• **About this task**:
Identify the line that contains "Query: finger" in the material. Output it and every line after it, unchanged, through the end.

• **Given records**:
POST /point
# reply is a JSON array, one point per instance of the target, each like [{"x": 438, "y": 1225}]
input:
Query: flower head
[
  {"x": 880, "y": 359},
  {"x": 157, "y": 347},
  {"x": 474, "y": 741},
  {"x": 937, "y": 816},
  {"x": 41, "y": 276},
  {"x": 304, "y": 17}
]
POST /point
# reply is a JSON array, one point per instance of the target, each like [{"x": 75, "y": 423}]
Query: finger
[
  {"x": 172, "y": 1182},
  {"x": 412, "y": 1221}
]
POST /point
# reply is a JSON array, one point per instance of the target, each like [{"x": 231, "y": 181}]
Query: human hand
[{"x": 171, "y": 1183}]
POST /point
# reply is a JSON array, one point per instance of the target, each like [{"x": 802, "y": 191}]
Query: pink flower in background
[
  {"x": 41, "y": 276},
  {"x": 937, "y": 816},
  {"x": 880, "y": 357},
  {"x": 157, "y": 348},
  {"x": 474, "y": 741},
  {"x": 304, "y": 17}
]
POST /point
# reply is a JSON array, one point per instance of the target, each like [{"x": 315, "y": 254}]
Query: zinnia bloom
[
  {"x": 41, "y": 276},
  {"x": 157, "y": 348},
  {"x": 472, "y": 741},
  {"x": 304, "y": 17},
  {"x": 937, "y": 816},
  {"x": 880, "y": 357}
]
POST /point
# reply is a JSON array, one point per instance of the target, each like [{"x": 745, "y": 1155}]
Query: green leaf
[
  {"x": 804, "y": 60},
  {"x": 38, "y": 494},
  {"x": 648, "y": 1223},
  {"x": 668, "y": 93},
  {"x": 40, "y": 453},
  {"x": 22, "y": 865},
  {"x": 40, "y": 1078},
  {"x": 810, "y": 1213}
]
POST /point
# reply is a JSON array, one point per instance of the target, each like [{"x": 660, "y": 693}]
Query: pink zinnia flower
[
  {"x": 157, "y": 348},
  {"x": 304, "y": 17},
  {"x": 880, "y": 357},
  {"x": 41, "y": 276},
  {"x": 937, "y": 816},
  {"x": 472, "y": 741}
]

• **Solution to this problem**:
Query: finger
[
  {"x": 172, "y": 1182},
  {"x": 412, "y": 1221}
]
POST /point
# reply is a JSON array, one point per instance of the target, each like [{"x": 231, "y": 181}]
Query: human hand
[{"x": 171, "y": 1183}]
POST /point
# reply is a JSON array, one point per instance of the target, each like [{"x": 802, "y": 191}]
Query: pink flower in background
[
  {"x": 41, "y": 276},
  {"x": 937, "y": 816},
  {"x": 880, "y": 357},
  {"x": 157, "y": 348},
  {"x": 474, "y": 741},
  {"x": 304, "y": 17}
]
POST /point
# reply is a JSON array, one point per instance of the target, each like [{"x": 315, "y": 254}]
Query: zinnia bloom
[
  {"x": 41, "y": 276},
  {"x": 157, "y": 348},
  {"x": 472, "y": 741},
  {"x": 304, "y": 17},
  {"x": 937, "y": 816},
  {"x": 880, "y": 357}
]
POST /point
# reply is a JSON array, one point per instance of the target, each like [{"x": 745, "y": 1155}]
Query: green leaf
[
  {"x": 804, "y": 60},
  {"x": 38, "y": 494},
  {"x": 648, "y": 1223},
  {"x": 668, "y": 93},
  {"x": 40, "y": 453},
  {"x": 22, "y": 865},
  {"x": 40, "y": 1078},
  {"x": 810, "y": 1213}
]
POST /point
# reply is a JSON array, one point per instance of the target, each like [{"x": 660, "y": 693}]
Query: pink zinnia flower
[
  {"x": 157, "y": 348},
  {"x": 304, "y": 17},
  {"x": 880, "y": 357},
  {"x": 41, "y": 276},
  {"x": 937, "y": 816},
  {"x": 472, "y": 741}
]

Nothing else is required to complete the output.